> TO DO
Answer the following from the recap of the television episode below.
(a) What episode number and title does the recap's heading give?
(b) According to David Beador, how far away is the trip, and how long will it last?
(c) Whose party is named in the final line of the recap, and what kind of party is it?

> PROVIDED TEXT
+-------+

Tuesday, May 6, 2014

The Real Housewives of Orange County Recap, Episode 4 - "Pretty Ugly"

Shannon and David Beador

At the Beador residence...

DAVID BEADOR - Are you packed?

SHANNON BEADOR - For what?

DAVID BEADOR - Our trip two miles away for less than 24 hours.

SHANNON BEADOR - You didn't!

DAVID BEADOR - I did.

SHANNON BEADOR - David, this is more romantic than the time you held in a fart during dinner with my parents.

DAVID BEADOR - Wear the red dress that I like. The one that least makes it look like your tits are a saggy mess.

SHANNON BEADOR - Ok. **takes a swig of Mikes Hard** Gonna need this if I'm going to pretend your soft dick satisfies me.



 

At Danielle's Ugly Sweater Party...

+-------+

> DATA ENTRIES
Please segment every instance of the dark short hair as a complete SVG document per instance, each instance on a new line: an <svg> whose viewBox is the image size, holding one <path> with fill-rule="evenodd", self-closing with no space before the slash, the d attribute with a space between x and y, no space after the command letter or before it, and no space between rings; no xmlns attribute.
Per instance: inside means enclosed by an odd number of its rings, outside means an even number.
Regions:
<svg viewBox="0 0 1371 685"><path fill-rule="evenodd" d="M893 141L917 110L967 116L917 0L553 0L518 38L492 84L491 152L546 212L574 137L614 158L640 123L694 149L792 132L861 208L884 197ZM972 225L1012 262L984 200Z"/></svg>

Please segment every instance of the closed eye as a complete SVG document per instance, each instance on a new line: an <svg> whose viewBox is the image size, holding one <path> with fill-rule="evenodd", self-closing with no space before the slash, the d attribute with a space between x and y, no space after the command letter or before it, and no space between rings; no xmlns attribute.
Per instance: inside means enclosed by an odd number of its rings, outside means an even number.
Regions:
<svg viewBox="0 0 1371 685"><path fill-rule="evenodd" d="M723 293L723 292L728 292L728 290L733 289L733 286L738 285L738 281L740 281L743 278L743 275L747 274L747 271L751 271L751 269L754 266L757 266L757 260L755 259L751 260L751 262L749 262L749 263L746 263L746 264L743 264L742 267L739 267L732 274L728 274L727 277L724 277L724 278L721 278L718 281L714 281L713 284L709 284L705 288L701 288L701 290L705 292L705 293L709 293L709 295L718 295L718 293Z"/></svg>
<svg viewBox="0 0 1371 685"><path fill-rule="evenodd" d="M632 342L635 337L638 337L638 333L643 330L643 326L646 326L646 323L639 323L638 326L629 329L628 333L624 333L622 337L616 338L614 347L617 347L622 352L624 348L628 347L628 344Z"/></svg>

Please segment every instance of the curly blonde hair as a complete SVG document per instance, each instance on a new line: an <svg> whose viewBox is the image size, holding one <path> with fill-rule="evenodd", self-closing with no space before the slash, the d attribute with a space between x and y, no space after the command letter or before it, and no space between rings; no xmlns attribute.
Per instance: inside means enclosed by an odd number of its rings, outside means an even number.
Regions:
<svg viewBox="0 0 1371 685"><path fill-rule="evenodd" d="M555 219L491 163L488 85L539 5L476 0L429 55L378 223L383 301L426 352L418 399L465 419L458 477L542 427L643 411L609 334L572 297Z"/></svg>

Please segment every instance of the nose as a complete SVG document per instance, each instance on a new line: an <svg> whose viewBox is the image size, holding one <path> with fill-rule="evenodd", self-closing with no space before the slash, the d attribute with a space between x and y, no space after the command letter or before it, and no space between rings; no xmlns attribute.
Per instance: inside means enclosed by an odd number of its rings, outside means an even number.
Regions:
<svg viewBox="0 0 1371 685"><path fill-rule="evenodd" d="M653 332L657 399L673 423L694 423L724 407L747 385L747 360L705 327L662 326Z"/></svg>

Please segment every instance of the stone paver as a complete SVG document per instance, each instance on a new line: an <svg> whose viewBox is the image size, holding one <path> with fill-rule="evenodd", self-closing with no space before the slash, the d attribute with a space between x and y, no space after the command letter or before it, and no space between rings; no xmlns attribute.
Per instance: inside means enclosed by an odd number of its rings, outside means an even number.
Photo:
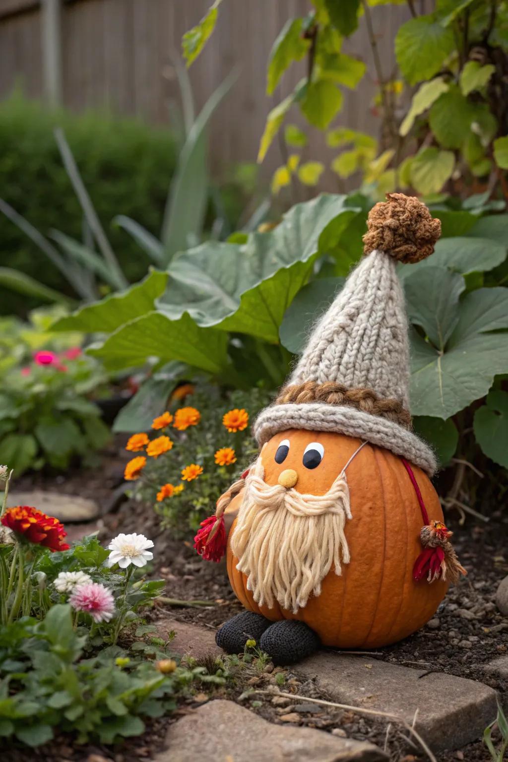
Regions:
<svg viewBox="0 0 508 762"><path fill-rule="evenodd" d="M64 523L65 521L91 521L100 513L99 506L94 500L77 495L46 492L39 489L10 492L8 506L11 507L14 505L33 505Z"/></svg>
<svg viewBox="0 0 508 762"><path fill-rule="evenodd" d="M427 674L372 658L321 652L295 667L339 703L404 718L434 751L479 738L496 716L496 691L483 683L442 672Z"/></svg>
<svg viewBox="0 0 508 762"><path fill-rule="evenodd" d="M158 623L161 637L171 629L177 633L173 648L177 653L222 653L212 629L173 619ZM494 662L499 674L503 659L508 662L508 657ZM323 651L292 669L315 678L318 687L339 703L387 712L410 725L418 709L415 728L435 751L460 748L479 738L497 713L496 691L483 683L442 672L427 674L372 657Z"/></svg>
<svg viewBox="0 0 508 762"><path fill-rule="evenodd" d="M171 649L182 656L189 654L197 658L206 654L219 655L224 653L216 643L215 629L198 627L175 619L159 620L156 625L158 635L165 639L168 632L174 630L175 636L171 641Z"/></svg>
<svg viewBox="0 0 508 762"><path fill-rule="evenodd" d="M508 616L508 577L505 577L497 588L496 595L497 608L505 616Z"/></svg>
<svg viewBox="0 0 508 762"><path fill-rule="evenodd" d="M200 706L169 728L154 762L388 762L372 744L311 728L280 725L232 701Z"/></svg>
<svg viewBox="0 0 508 762"><path fill-rule="evenodd" d="M497 674L500 677L508 678L508 656L500 656L484 665L484 671L489 674Z"/></svg>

+-------+

> ANSWER TO THE PROBLEM
(a) Episode 4, "Pretty Ugly."
(b) The trip is two miles away and lasts less than 24 hours.
(c) The party is Danielle's, and it is an Ugly Sweater Party.